*** Block opens ***

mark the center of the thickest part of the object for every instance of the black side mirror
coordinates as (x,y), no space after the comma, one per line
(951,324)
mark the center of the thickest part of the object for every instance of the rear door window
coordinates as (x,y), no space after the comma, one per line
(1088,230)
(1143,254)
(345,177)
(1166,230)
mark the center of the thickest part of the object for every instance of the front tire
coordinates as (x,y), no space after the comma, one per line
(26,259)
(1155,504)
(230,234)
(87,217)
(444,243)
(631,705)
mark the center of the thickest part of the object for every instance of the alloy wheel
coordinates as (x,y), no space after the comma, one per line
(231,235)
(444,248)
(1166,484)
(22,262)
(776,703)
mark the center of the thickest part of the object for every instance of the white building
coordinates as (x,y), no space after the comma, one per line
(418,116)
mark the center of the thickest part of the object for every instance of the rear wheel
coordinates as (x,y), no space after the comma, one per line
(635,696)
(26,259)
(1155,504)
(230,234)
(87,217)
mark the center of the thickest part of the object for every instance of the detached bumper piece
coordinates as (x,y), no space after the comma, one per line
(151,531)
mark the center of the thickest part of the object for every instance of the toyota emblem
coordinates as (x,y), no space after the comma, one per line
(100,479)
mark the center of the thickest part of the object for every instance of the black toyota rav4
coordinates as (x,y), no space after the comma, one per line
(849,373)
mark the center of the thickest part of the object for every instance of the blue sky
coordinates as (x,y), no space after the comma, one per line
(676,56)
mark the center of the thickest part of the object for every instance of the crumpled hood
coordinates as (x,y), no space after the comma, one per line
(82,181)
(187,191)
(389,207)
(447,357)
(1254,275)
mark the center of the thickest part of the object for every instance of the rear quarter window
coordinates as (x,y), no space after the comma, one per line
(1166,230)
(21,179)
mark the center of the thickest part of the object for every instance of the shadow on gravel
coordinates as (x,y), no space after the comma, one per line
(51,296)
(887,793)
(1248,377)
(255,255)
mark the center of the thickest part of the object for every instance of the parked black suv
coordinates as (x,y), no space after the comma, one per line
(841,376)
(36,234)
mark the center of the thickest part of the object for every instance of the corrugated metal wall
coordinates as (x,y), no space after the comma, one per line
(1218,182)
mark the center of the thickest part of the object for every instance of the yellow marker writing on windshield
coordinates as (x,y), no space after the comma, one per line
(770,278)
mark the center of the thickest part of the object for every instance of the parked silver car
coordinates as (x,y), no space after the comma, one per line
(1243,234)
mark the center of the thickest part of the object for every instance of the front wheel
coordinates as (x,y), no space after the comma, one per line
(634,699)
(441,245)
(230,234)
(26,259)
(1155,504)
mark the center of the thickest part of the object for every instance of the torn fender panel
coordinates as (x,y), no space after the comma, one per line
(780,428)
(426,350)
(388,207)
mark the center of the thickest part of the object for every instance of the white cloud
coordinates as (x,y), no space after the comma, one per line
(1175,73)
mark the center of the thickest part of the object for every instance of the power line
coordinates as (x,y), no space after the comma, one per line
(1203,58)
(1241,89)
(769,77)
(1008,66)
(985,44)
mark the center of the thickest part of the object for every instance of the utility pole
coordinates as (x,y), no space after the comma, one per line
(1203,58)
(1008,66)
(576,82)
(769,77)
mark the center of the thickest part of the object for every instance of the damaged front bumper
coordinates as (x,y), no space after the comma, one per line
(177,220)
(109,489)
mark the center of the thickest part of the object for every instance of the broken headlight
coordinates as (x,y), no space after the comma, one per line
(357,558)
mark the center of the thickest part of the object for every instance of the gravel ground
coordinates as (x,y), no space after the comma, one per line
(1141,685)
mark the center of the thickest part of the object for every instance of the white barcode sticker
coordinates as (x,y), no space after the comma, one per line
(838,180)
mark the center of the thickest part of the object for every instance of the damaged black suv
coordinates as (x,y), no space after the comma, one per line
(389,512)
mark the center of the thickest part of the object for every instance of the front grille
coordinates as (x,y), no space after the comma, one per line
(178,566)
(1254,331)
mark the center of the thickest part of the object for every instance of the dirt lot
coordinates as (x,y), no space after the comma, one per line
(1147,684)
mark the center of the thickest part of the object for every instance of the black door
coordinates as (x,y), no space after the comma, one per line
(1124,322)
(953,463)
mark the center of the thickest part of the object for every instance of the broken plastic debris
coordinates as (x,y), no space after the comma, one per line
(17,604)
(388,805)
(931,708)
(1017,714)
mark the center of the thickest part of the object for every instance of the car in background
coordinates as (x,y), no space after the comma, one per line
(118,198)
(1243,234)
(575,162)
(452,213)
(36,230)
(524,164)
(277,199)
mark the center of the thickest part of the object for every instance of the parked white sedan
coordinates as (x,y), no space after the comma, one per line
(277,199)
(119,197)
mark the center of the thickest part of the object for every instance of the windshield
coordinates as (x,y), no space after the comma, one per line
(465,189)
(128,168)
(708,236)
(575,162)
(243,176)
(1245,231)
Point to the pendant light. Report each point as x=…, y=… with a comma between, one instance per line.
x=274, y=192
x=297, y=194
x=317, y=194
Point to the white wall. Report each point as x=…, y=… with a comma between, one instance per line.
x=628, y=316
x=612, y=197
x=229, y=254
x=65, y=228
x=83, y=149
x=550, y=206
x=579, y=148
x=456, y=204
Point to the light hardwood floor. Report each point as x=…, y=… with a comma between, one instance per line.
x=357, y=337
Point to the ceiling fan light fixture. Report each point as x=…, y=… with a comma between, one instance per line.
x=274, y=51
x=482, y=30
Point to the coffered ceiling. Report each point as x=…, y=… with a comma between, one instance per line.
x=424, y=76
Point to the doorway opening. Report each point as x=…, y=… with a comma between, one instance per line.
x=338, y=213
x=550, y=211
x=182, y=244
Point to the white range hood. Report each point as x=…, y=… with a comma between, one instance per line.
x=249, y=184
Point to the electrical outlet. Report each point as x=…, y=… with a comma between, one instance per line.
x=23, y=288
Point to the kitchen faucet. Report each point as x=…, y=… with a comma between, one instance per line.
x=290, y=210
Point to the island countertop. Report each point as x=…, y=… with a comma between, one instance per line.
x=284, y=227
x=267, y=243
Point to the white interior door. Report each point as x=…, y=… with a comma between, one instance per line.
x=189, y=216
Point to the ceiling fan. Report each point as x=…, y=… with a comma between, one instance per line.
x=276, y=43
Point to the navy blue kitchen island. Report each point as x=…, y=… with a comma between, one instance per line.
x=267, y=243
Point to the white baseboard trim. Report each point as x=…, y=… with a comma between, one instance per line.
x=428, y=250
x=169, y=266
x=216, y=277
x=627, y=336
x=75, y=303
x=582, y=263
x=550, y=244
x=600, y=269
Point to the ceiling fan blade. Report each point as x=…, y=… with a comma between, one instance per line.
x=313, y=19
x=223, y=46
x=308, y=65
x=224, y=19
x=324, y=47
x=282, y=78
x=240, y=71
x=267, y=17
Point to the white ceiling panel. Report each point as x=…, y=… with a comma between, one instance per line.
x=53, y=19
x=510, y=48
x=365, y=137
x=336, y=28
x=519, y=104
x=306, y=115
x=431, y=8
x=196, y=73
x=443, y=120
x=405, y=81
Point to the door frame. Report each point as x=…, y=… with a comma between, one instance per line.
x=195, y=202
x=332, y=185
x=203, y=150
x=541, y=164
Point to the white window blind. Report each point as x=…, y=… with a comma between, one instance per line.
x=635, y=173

*** Block closes ***

Problem to solve –
Copy the full listing word for word.

Task answer –
mark the center of the thickest part of the object for every instance of the black side mirror
coordinates as (x,y), no space after the comma, one per line
(951,324)
mark the center of the thickest part of the object for every instance of the rear door window
coordinates as (x,y), no space after the comma, one per line
(1088,230)
(1143,254)
(345,177)
(1166,230)
mark the center of the thickest part of the object for every instance of the front tire
coordinates as (x,y), no space after the comma, one per line
(26,259)
(1155,504)
(230,234)
(87,217)
(444,243)
(631,705)
mark the center of the thickest part of the object for every instance of the alloy wheel
coordinates as (x,y), no space after the comma, one per line
(231,235)
(444,248)
(1166,484)
(22,262)
(776,703)
mark the center of the thickest part of the object for every instance of the white building
coordinates as (x,y), no space after the comma, one per line
(418,116)
mark the center of the thickest part of the object for every instance of the rear wheel
coordinates as (x,y), no space after the comma, one per line
(635,696)
(26,259)
(1155,504)
(230,234)
(87,217)
mark the center of the thickest part of the object for every instance of the detached bumper piece
coordinates as (x,y), no space after the comma, one per line
(151,531)
mark the center of the thickest part of the object for every instance of the toyota emblem
coordinates as (x,y), no space after the comma, one per line
(100,479)
mark the center of the thickest part of the object for every instance of the black toyota rav4
coordinates as (x,y), no space after the comma, one per line
(849,373)
mark the center of the thickest part of the object for every instance of the blue sky
coordinates as (x,y), no space after the comma, one per line
(676,56)
mark the center of the thickest part of the object for every instance of the crumpled hood
coordinates as (x,y), no space after the comma, one per line
(82,181)
(187,191)
(389,207)
(447,357)
(1254,275)
mark the center of the thickest part of the object for every instance of the rear quarter window
coordinates as (x,y), no space after the comma, one per line
(1166,230)
(21,179)
mark the center of the thickest part of the object for every instance of the shadow on gravel
coordinates as (x,y), no space after the comma, one per line
(51,296)
(887,793)
(1248,377)
(255,255)
mark the center of the thickest part of the object for every instance of the parked black suv
coordinates as (x,y), no space after the comma, one per line
(841,376)
(36,234)
mark the center of the thickest part of the object for every instance of the corrugated metal wall
coordinates as (x,y), no space after the comma, one per line
(1218,182)
mark the center of the thickest part of the object for every instance of the yellow marker writing on windshield
coordinates as (x,y), no space after the comma, one per line
(770,278)
mark the center of the thickest part of the object for every instance of the parked silver car
coordinates as (x,y), no space after the comma, one per line
(1243,234)
mark the center of the thickest part of the object for every instance of the front wheel
coordinates as (x,y), no space after the comma, one per line
(634,699)
(441,245)
(230,234)
(26,259)
(1155,504)
mark the center of the thickest part of the object for every instance of the torn fender panel
coordinates as (x,y), no space after the comma, one per line
(780,428)
(426,350)
(388,207)
mark the center of the thickest part of the object for every instance of the white cloud
coordinates as (x,y), no space after the comma, one per line
(1175,73)
mark the center of the thickest part of the object for every instance of the power line
coordinates as (x,y), no space after the comma, one per line
(1203,58)
(1241,89)
(769,77)
(1008,66)
(985,44)
mark the center of the thickest part of the object for every instance of the utility pole
coordinates as (x,y), no space after the comma, one per line
(1203,58)
(1008,66)
(576,82)
(769,77)
mark the center of the thickest part of the object for every instance of the damaged front bumper
coordinates as (x,y), no space after the comma, one per line
(177,220)
(109,489)
mark the center of the thickest part of the object for every instance of the broken headlight
coordinates as (x,y), no space after the comma, one per line
(357,558)
mark the center of the thickest part of the object for every instance of the gravel ground
coordinates as (x,y), no space after the comma, one per line
(1141,685)
mark the center of the thickest part of the object for every instance of the white barcode sticker
coordinates as (x,y), no space after the comma, one per line
(838,180)
mark the center of the thickest part of the object for every instance of the damaged black suv
coordinates as (x,y), no space after the comma, one per line
(389,512)
mark the center of the thickest part of the object for every instance of the front grille
coordinates as (x,y), no space after the comma, one per line
(178,566)
(1254,331)
mark the center of the thickest part of the object for every instance of the dirt lot
coordinates as (x,y), no space after the comma, one per line
(1147,684)
mark the center of the thickest part of the object for every instance of the black door
coordinates as (x,y), no space after the comma, one per line
(1124,322)
(953,463)
mark the center of the thickest part of the object for every instance of the broken plastic debris
coordinates as (x,y), no space after the comma, one per line
(17,604)
(388,805)
(931,708)
(1017,714)
mark the center of the thickest part of the object for every instance of the car in background
coordinates as (x,y), no space after the comma, one per line
(118,198)
(1243,234)
(575,162)
(452,213)
(36,230)
(524,164)
(277,199)
mark the center of the thickest part of the object for every instance of the parked white sedan
coordinates as (x,y), no space after the comma, one per line
(277,199)
(119,197)
mark the center of the thickest part of the object for every instance of the windshield
coordinates as (x,y), no space after the comma, one per line
(465,189)
(128,168)
(708,236)
(575,162)
(243,176)
(1245,231)
Point to the pendant light. Report each point as x=…, y=… with a comma between, one instance per line.
x=274, y=192
x=297, y=194
x=317, y=194
Point to the white wall. Report each point as x=…, y=… with a comma between, one instance per line.
x=628, y=316
x=612, y=197
x=229, y=254
x=65, y=228
x=83, y=149
x=550, y=206
x=579, y=148
x=456, y=204
Point to the light hardwood floor. Report each point as x=…, y=… with a comma between, one instance per line.
x=357, y=337
Point to the ceiling fan light fixture. Report each point as x=…, y=… with a comma between, one instance per line.
x=274, y=51
x=482, y=30
Point to the coffered ceiling. Report each point as x=…, y=… with a comma between, one instance per line.
x=424, y=76
Point to the doorway opening. Report each point as x=…, y=… with a comma between, one instance per line.
x=338, y=213
x=550, y=211
x=182, y=244
Point to the white range hood. Report each point as x=…, y=… with a comma between, one instance per line.
x=249, y=184
Point to the electrical outlet. Report each point as x=…, y=… with a comma between, one instance per line.
x=23, y=288
Point to the kitchen faucet. Report each point as x=…, y=… with a comma between, one instance per line.
x=290, y=210
Point to the island countertop. Report each point as x=…, y=… with a comma between, one instance per line.
x=284, y=227
x=267, y=243
Point to the white interior door. Report each point as x=…, y=… with a comma between, one instance per line.
x=189, y=216
Point to the ceiling fan. Report each point as x=…, y=… with a comma between, one instance per line.
x=276, y=43
Point to the navy blue kitchen island. Report each point as x=…, y=… with a comma between, one instance per line.
x=267, y=243
Point to the white baseboard trim. Report each point as x=…, y=… with a comma between, one instance per line.
x=428, y=250
x=169, y=266
x=216, y=277
x=627, y=336
x=75, y=303
x=582, y=263
x=550, y=244
x=600, y=269
Point to the ceiling fan blade. Report each point as x=…, y=… with a comma between, one instance per line.
x=313, y=19
x=223, y=46
x=308, y=65
x=224, y=19
x=324, y=47
x=282, y=78
x=240, y=71
x=267, y=17
Point to the white ceiling panel. Report each point as x=…, y=… with a comma between, one instance per line.
x=53, y=19
x=510, y=48
x=365, y=137
x=336, y=28
x=519, y=104
x=306, y=115
x=431, y=8
x=196, y=73
x=443, y=120
x=405, y=81
Point to the door frame. Report each point as x=…, y=… with a comma between, one instance per line.
x=195, y=202
x=332, y=185
x=203, y=150
x=541, y=164
Point to the white window blind. Report each point as x=…, y=… with a comma between, one instance per line.
x=635, y=173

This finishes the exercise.